Goals.
**a)** Answer these questions about the forum thread:
(i) What location is listed for the first poster?
(ii) Which column does the first poster say is still needed in addition to those returned by the SELECT DISTINCT query?
(iii) What join date is shown for the second poster?
**b)** Reproduce the forum thread word for word between "Results 1 to" and "0 Thread(s)", inclusive.

Extract.

SitePoint Sponsor

User Tag List

Results 1 to 14 of 14
  1. #1
    SitePoint Member
    Join Date
    May 2004
    Location
    Montreal, QC, Canada
    Posts
    5
    Mentioned
    0 Post(s)
    Tagged
    0 Thread(s)

    SELECT DISTINCT - return entire row

    I read many of the posts here, but found no answer to the following problem: I have a database with entries like:

    DROP TABLE IF EXISTS junktest;
    CREATE TABLE junktest (
    id int(11) NOT NULL auto_increment,
    name char(200) NOT NULL default '',
    place char(200) NOT NULL default '',
    email char(100) NOT NULL default '',
    ip char(50) NOT NULL default '',
    PRIMARY KEY (id)
    ) TYPE=MyISAM;
    INSERT INTO junktest VALUES
    ('', 'John Doe', 'London, UK', 'jon@hotmail.com', '100.100.100.100'),
    ('', 'Rachel Doe', 'London, UK', 'jon@hotmail.com', '100.100.100.100'),
    ('', 'Jane T.', 'Glasgow, UK', 'jane@server.net', '123.456.789.01'),
    ('', 'John Doe', 'London - UK', 'jon@hotmail.com', '100.100.100.100'),
    ('', 'Peter Noth', 'Toronto, Canada', 'pete@hotmail.com', '101.101.101.101'),
    ('', 'John Doe', 'Washington, US', 'jonnie@whitehouse.org', '103.104.105.106');


    I want to eliminate duplicate entries like the first and the fourth, since they are essentially the same. However, several people can share the same email address, and several people can have the same name. Therefore I want to get only the distinct entries for name, email, and ip. The problem: when I do this

    SELECT DISTINCT name, email, ip FROM junktest

    ...I get

    John Doe jon@hotmail.com 100.100.100.100
    Rachel Doe jon@hotmail.com 100.100.100.100
    Jane T. jane@server.net 123.456.789.01
    Peter Noth pete@hotmail.com 101.101.101.101
    John Doe jonnie@whitehouse.org 103.104.105.106


    but I need the place column as well. Any suggestions? Thanks in advance,

    - thor .
    Last edited by thorvandahl; May 29, 2004 at 13:17.

  2. #2
    SQL Consultant gold trophysilver trophybronze trophy
    r937's Avatar
    Join Date
    Jul 2002
    Location
    Toronto, Canada
    Posts
    39,347
    Mentioned
    63 Post(s)

Material provided.
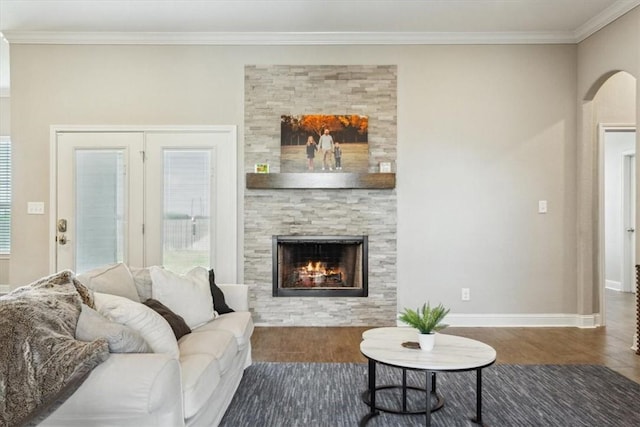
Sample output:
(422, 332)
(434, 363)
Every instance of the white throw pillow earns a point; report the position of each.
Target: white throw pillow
(153, 328)
(187, 295)
(113, 279)
(122, 339)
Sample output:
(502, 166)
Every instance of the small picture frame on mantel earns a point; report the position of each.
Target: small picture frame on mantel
(261, 168)
(385, 167)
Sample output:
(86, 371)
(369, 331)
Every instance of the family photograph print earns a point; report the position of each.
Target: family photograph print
(324, 143)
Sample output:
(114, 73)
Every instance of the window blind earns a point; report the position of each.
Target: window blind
(5, 196)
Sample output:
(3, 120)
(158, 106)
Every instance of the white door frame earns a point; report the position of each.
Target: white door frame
(232, 188)
(628, 219)
(602, 129)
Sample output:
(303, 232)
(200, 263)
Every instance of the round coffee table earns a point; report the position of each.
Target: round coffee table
(450, 354)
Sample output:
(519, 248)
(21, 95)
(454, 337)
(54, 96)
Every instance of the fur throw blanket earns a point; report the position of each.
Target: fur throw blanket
(41, 363)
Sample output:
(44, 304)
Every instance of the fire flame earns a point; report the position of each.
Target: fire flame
(317, 267)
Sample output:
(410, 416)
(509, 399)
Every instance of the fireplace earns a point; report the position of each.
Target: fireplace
(320, 266)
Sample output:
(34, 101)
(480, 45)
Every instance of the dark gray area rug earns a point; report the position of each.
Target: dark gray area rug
(330, 394)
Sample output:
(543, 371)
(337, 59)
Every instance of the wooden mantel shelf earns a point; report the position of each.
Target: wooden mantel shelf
(336, 180)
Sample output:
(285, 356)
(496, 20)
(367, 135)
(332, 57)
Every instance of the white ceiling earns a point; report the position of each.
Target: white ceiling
(303, 21)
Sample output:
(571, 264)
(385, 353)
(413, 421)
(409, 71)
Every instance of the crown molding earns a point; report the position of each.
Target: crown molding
(603, 19)
(288, 38)
(609, 15)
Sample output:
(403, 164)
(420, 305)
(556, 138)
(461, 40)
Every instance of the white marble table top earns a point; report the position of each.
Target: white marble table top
(451, 353)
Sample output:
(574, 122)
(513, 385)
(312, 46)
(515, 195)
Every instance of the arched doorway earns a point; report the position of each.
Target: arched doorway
(609, 107)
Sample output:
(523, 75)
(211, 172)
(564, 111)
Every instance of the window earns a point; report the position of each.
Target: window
(5, 195)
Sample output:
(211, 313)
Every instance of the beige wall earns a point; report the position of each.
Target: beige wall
(5, 130)
(614, 48)
(484, 132)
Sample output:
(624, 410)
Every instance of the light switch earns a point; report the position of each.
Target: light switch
(35, 208)
(542, 206)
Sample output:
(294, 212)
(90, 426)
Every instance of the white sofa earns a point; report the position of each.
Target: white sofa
(158, 389)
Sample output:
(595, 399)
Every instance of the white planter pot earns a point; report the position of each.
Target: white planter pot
(427, 341)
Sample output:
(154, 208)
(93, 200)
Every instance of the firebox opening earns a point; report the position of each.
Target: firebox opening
(320, 265)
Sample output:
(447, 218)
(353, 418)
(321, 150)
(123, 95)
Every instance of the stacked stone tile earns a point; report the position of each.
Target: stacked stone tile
(275, 90)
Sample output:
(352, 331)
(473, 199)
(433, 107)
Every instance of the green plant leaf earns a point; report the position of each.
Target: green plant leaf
(425, 319)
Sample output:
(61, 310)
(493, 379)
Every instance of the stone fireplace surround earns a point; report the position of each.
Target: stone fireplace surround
(273, 90)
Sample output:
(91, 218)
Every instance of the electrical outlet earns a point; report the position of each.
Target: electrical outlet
(35, 208)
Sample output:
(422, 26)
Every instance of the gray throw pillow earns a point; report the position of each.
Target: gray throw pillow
(122, 339)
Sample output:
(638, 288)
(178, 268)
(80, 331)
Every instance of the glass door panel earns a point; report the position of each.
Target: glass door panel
(187, 209)
(100, 203)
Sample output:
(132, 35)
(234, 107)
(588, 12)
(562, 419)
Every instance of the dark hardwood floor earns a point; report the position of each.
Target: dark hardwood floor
(609, 345)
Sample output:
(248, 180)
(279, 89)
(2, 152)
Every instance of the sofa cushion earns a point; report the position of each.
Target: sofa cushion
(185, 294)
(179, 327)
(121, 339)
(238, 323)
(113, 279)
(142, 281)
(217, 343)
(219, 304)
(153, 328)
(200, 377)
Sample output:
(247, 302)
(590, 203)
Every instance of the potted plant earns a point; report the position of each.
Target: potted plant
(427, 321)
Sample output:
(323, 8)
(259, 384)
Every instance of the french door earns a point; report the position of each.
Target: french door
(146, 197)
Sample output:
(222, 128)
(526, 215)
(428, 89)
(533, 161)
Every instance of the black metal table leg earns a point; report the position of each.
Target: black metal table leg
(404, 390)
(372, 394)
(478, 418)
(429, 382)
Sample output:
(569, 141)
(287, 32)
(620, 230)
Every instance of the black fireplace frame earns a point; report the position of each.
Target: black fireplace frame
(320, 292)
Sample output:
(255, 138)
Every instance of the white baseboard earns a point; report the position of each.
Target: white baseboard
(521, 320)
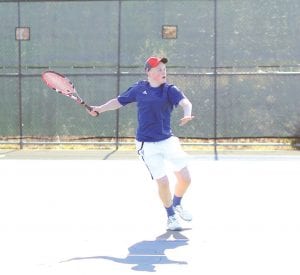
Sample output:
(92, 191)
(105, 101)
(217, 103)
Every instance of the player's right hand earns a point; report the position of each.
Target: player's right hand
(93, 112)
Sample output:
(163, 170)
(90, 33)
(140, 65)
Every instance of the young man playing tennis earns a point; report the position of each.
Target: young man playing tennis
(155, 142)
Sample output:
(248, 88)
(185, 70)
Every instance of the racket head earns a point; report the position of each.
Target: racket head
(58, 82)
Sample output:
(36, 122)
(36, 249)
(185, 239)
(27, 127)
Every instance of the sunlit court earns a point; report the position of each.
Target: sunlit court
(90, 217)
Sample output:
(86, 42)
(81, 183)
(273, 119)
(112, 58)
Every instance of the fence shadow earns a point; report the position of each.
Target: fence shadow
(146, 255)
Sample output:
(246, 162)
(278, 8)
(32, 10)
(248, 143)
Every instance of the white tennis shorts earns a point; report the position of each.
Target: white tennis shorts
(157, 155)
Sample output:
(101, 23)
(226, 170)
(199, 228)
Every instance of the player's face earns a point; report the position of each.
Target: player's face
(158, 74)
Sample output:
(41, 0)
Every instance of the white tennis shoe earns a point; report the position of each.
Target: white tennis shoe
(173, 223)
(184, 214)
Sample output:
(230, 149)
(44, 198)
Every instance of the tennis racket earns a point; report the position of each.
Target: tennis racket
(64, 86)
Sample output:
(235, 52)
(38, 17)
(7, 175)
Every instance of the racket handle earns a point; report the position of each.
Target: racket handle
(89, 108)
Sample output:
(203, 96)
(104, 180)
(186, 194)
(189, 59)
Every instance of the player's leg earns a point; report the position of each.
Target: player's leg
(178, 158)
(166, 199)
(183, 182)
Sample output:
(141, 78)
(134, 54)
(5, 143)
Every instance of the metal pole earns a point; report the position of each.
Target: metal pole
(118, 73)
(20, 82)
(215, 81)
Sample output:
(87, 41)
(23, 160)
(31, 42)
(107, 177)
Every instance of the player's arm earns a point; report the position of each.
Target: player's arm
(187, 111)
(110, 105)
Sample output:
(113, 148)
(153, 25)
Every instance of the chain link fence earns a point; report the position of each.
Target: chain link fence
(237, 61)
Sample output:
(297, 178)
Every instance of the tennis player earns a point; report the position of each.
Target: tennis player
(155, 141)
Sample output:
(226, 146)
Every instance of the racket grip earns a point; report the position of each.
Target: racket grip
(90, 109)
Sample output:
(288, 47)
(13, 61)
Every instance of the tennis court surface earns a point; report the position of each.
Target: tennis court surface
(98, 213)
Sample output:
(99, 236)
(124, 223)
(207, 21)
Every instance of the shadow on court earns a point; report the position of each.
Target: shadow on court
(145, 255)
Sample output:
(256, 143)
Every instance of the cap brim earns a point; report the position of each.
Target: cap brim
(164, 60)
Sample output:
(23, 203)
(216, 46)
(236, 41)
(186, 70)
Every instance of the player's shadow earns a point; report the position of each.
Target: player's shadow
(145, 255)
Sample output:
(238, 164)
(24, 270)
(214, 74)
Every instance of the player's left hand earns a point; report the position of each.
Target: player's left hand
(185, 120)
(93, 112)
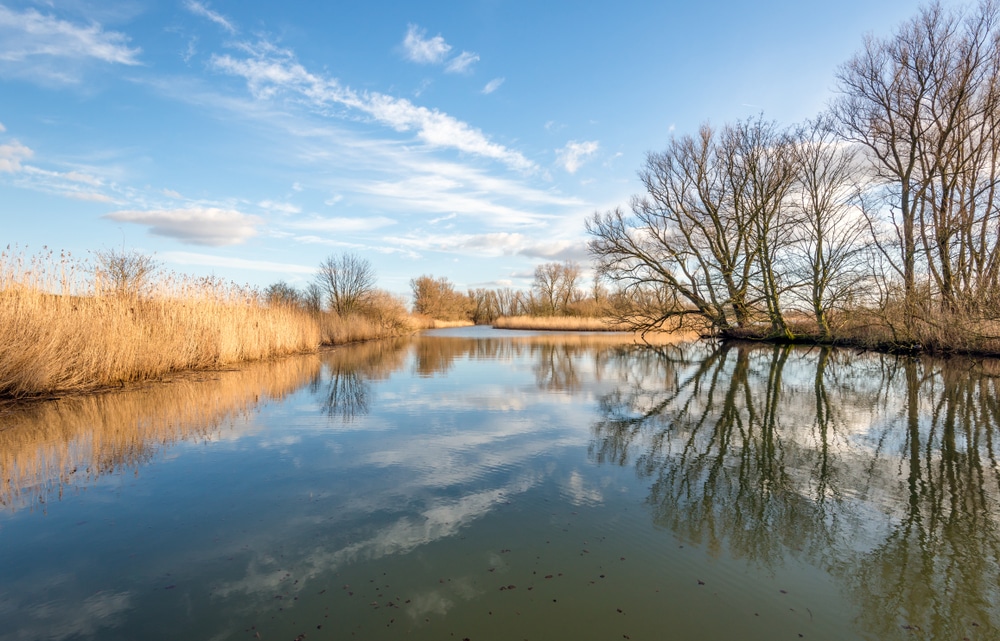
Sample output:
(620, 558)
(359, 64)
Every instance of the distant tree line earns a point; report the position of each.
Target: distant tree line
(888, 201)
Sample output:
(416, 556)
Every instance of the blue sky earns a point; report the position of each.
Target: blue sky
(250, 140)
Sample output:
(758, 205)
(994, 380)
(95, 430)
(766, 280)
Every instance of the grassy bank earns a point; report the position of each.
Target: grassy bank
(894, 330)
(64, 332)
(558, 323)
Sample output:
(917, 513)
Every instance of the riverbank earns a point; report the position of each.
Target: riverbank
(64, 331)
(928, 333)
(53, 344)
(559, 323)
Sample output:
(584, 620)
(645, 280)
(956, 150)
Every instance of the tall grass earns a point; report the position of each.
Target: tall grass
(559, 323)
(48, 448)
(63, 331)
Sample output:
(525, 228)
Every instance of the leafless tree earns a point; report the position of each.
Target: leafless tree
(556, 287)
(706, 238)
(281, 293)
(438, 298)
(924, 104)
(346, 281)
(831, 237)
(125, 273)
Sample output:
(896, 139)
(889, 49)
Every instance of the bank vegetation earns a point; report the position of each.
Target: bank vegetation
(875, 224)
(74, 325)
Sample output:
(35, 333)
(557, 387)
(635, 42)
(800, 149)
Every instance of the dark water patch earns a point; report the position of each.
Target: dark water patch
(490, 488)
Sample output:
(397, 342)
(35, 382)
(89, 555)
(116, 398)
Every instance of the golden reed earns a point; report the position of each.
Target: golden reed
(61, 330)
(50, 448)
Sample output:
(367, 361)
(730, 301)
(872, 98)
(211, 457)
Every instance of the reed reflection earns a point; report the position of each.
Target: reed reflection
(46, 448)
(880, 469)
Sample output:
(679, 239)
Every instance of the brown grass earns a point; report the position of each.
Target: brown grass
(48, 448)
(63, 333)
(558, 323)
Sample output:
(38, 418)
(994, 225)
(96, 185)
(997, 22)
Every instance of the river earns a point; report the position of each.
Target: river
(485, 484)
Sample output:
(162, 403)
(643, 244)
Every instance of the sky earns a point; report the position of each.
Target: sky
(251, 140)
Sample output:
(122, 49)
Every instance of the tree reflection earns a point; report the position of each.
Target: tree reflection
(882, 470)
(345, 384)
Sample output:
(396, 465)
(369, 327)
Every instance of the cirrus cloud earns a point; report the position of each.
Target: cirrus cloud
(43, 47)
(210, 226)
(423, 50)
(573, 155)
(11, 156)
(270, 72)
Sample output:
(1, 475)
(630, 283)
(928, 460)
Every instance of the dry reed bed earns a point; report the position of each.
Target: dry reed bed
(47, 447)
(558, 323)
(63, 332)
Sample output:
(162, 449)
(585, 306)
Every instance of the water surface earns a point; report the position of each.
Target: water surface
(501, 485)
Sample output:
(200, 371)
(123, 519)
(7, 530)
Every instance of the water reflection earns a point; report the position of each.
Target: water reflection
(48, 447)
(881, 470)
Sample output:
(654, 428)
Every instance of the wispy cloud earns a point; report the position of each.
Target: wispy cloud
(417, 47)
(195, 225)
(462, 62)
(11, 156)
(271, 72)
(423, 50)
(89, 196)
(573, 155)
(201, 9)
(44, 47)
(281, 208)
(342, 225)
(208, 260)
(493, 85)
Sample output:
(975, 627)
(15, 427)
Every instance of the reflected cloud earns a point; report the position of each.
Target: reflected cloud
(48, 447)
(881, 469)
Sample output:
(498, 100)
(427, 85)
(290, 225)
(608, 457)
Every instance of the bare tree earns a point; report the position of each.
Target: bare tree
(706, 238)
(438, 298)
(831, 237)
(282, 294)
(556, 286)
(924, 104)
(347, 281)
(125, 273)
(312, 298)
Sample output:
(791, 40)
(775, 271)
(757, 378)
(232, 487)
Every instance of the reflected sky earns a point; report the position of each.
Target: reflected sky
(505, 485)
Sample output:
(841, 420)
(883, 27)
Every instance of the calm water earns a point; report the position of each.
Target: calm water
(495, 485)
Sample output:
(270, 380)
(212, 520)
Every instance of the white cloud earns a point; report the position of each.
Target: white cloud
(11, 156)
(572, 156)
(200, 9)
(195, 225)
(493, 85)
(462, 62)
(207, 260)
(81, 177)
(271, 71)
(89, 196)
(492, 244)
(422, 50)
(281, 208)
(343, 225)
(45, 47)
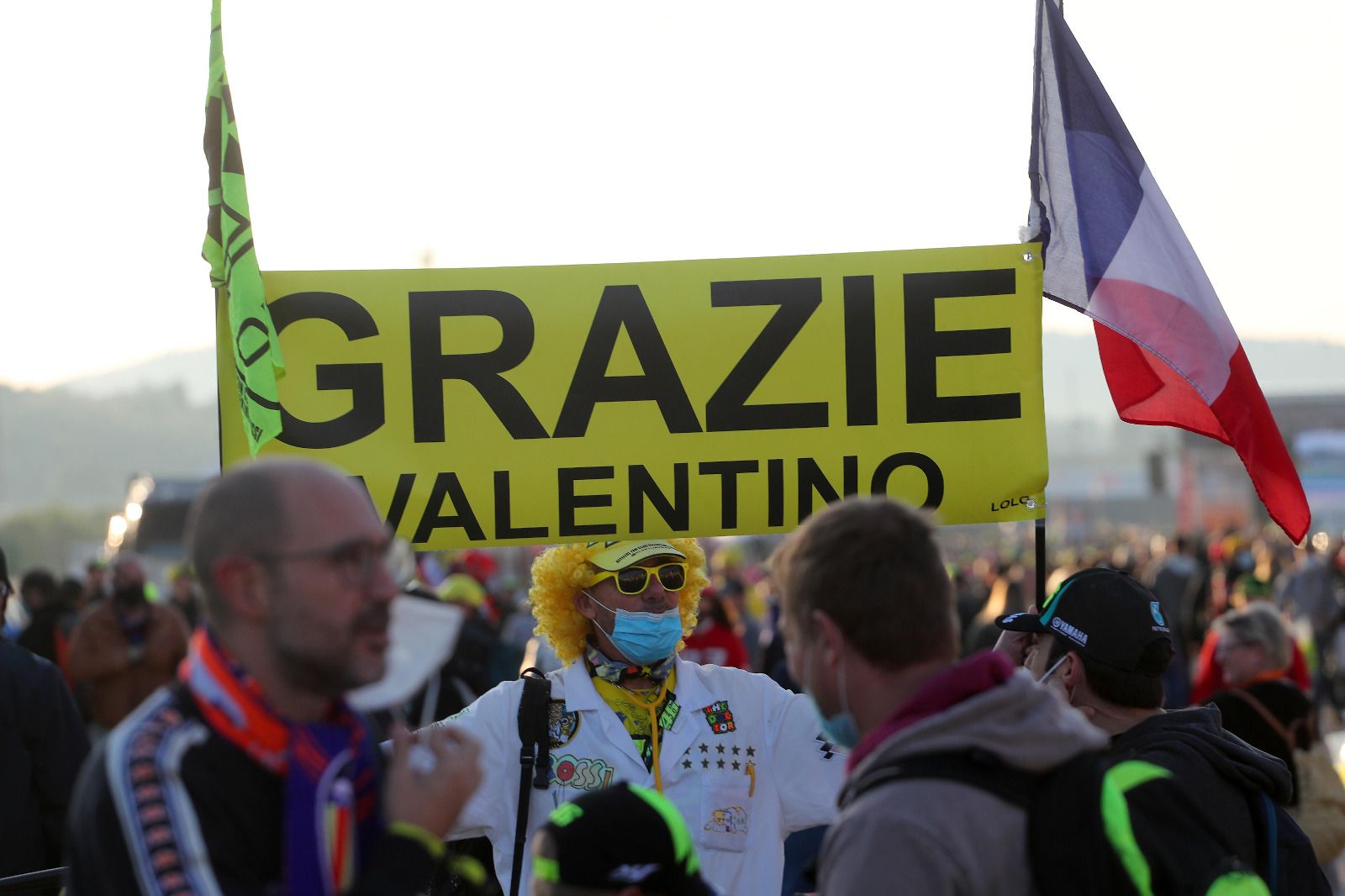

The answers.
**a)**
(i) Montreal, QC, Canada
(ii) The place column
(iii) Jul 2002

**b)**
Results 1 to 14 of 14
  1. #1
    SitePoint Member
    Join Date
    May 2004
    Location
    Montreal, QC, Canada
    Posts
    5
    Mentioned
    0 Post(s)
    Tagged
    0 Thread(s)